Source data
------------------------------------

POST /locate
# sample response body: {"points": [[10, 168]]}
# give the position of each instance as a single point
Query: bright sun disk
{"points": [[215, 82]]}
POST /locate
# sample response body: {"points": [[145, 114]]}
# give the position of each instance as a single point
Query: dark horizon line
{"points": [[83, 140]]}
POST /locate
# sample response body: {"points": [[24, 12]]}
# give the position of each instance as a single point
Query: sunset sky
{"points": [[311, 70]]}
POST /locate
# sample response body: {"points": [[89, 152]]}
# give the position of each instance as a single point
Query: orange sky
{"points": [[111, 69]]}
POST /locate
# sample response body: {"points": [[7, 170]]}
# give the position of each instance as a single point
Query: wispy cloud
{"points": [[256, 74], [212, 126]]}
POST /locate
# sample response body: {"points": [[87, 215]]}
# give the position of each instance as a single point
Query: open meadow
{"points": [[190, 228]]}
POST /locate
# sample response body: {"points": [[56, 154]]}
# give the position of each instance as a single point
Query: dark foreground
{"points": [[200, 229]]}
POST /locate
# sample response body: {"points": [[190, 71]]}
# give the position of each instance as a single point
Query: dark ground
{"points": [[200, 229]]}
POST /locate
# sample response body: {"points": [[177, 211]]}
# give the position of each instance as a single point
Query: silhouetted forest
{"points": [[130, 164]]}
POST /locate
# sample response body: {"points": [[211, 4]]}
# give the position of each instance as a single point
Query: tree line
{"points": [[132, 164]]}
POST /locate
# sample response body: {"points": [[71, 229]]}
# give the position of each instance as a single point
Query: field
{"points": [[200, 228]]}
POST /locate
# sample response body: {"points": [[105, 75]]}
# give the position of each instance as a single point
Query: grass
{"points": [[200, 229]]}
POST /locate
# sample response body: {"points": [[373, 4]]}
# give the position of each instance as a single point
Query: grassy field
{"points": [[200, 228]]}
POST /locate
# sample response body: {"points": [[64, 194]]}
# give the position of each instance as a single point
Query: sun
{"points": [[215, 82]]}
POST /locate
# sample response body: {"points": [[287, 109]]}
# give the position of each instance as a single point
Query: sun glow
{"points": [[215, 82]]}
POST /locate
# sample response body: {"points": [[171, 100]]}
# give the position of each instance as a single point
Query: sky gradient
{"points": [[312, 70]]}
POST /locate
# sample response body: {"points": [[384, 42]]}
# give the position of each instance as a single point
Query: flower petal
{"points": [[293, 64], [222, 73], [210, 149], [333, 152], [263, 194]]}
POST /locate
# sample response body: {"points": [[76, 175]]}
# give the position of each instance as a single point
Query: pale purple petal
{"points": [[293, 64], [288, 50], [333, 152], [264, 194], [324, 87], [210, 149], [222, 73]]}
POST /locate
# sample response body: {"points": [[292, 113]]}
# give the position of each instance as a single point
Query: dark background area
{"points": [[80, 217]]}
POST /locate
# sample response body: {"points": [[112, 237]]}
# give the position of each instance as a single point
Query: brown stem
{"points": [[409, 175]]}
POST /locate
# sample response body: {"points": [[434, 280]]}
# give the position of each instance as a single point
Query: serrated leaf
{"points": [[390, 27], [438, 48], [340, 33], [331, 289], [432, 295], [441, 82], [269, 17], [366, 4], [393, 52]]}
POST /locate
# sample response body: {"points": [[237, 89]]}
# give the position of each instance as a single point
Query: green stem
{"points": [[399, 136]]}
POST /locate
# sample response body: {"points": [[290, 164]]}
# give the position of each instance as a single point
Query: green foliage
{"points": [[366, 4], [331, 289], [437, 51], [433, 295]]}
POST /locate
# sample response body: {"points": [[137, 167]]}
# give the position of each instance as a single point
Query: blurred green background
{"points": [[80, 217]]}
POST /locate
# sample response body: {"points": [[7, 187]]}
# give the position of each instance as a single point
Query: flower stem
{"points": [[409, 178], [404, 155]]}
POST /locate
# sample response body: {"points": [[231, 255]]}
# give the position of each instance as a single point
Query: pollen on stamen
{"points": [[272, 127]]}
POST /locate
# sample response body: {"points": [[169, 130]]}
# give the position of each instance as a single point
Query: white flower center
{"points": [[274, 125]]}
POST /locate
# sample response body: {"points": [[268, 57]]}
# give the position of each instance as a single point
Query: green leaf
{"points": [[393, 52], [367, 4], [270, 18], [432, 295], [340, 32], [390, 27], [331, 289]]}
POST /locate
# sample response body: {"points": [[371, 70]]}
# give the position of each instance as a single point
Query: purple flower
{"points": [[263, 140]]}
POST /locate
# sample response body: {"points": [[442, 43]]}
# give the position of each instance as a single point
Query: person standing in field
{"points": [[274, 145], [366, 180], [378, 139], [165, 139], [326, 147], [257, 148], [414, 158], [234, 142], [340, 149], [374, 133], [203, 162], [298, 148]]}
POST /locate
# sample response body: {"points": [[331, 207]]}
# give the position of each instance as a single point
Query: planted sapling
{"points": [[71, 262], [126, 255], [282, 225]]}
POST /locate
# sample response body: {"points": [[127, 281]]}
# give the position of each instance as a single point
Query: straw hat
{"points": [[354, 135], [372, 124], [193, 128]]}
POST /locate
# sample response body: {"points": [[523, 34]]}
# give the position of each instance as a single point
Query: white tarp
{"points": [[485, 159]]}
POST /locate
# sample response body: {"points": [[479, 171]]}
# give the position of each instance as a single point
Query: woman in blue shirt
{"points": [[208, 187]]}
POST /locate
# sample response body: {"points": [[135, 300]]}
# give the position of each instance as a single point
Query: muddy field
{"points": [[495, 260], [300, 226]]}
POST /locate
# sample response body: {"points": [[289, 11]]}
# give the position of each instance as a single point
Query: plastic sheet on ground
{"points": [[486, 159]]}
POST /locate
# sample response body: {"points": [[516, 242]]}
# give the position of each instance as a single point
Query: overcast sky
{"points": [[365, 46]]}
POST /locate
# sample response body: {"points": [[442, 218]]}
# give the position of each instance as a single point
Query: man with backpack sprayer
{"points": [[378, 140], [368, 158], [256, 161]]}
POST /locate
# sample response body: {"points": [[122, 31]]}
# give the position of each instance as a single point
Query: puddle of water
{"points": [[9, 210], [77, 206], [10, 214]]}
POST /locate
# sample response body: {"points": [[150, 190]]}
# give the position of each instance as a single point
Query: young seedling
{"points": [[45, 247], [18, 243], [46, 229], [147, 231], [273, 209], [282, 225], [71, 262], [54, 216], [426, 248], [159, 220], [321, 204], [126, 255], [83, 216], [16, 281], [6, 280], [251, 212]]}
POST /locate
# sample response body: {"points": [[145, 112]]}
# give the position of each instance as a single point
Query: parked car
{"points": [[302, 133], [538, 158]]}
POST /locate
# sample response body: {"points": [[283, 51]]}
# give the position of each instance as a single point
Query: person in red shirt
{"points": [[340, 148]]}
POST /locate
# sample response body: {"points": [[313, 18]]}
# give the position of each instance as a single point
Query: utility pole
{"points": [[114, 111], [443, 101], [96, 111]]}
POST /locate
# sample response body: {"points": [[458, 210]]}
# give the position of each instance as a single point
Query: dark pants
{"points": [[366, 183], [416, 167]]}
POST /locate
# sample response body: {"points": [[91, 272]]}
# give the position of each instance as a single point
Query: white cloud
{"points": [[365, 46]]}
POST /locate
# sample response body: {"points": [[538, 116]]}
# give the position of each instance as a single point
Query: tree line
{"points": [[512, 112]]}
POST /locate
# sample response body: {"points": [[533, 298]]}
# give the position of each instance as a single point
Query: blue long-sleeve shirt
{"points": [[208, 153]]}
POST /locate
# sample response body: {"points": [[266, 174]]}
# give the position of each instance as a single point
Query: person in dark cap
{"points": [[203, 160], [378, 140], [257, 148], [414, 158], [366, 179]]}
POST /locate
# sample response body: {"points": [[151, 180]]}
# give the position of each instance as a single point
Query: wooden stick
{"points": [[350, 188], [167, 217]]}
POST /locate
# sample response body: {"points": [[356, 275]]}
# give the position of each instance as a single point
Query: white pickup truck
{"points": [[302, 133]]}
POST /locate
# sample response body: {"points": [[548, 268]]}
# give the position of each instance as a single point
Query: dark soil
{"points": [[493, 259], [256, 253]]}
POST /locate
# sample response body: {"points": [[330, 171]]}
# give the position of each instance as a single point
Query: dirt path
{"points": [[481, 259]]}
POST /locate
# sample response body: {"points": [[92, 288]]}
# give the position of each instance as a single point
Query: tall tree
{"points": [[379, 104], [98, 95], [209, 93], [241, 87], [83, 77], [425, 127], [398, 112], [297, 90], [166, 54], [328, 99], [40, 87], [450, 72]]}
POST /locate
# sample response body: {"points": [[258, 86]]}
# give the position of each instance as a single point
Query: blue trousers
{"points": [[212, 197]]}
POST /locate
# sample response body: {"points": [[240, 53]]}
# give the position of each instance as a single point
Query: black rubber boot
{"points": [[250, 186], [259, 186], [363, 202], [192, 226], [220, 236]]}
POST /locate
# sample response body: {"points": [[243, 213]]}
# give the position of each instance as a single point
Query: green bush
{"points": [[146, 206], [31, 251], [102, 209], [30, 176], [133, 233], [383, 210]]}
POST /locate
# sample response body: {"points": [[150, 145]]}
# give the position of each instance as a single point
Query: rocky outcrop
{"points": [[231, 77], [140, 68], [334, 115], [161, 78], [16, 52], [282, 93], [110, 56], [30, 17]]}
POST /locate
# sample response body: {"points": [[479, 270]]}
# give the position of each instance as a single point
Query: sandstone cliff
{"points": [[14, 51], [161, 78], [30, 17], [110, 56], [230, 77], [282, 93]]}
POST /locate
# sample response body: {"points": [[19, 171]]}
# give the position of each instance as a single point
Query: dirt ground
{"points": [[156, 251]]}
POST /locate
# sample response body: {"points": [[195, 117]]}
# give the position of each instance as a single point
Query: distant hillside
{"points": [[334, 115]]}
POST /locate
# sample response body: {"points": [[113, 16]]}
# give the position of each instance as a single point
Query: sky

------------------------------------

Written task:
From the source data above, keep only the lines that contain the string "stem", and list them.

Response:
Query: brown stem
Query: green stem
Query: flower stem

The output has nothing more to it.